In the business recovery article below, what share of active business was back on schedule in the survey taken June 4 to June 8?
------ DOCUMENT TEXT ------
The economy reached its low point in April, during the worst of the coronavirus outbreak, and now seems on the road to some kind of recovery as summer begins. How far that road runs remains unknown. Some in the construction trades want the government to invest in projects to make sure the recovery continues.

The latest results from Clear Seas Research — the research arm of BNP Media, parent company to The ACHR NEWS — shows that operators in a range of businesses, including HVAC contractors and other home service businesses, saw only about half of their active business stay on schedule in mid-April, with cancellations reaching 19 percent. In a survey taken June 4 to June 8, 61 percent of active business was back on schedule, with only 13 percent cancelling. Delays declined to 26 percent from 33 percent in mid-April.

Planned business also improved considerably. Almost 60 percent of respondents said planned business was on schedule by June 8, up from the low of 45 percent in mid-April. Delays dropped to 28 percent from 38 percent and cancellations dropped to 12 percent from 17 percent.


New Business Demand Needs a Boost

New business development remains an issue, however. Activity did improve from April to June, according to Clear Seas Research, with 24 percent of respondents reporting an increase. But the number reporting declines was 60 percent. That is down from the high of 71 percent in April and the lowest since Clear Seas started this round of surveys in March. Still, it is a majority of respondents.

This worries the Association of General Contractors. The trade group, despite seeing a similar bounce-back in a survey of its members, warns this could prove temporary as projects reach completion and funds from the Payments Protection Program and other sources dry up.

“We think much more will be needed from the federal government to keep things going,” said Ken Simonson, AGC’s chief economist. “While the immediate crisis has passed, we are just now beginning to understand some of the longer-term economic impacts of the pandemic. Without additional help from Congress, the few gains this industry has made during the past few weeks will likely prove fleeting.”
------ DATA SHOWN ------
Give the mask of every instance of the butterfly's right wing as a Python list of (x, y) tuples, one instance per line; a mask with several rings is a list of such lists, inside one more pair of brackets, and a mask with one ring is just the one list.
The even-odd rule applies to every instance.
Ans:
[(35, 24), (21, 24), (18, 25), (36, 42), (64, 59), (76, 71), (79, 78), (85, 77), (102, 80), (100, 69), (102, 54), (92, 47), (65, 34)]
------
ANSWER TO THE PROBLEM:
61 percent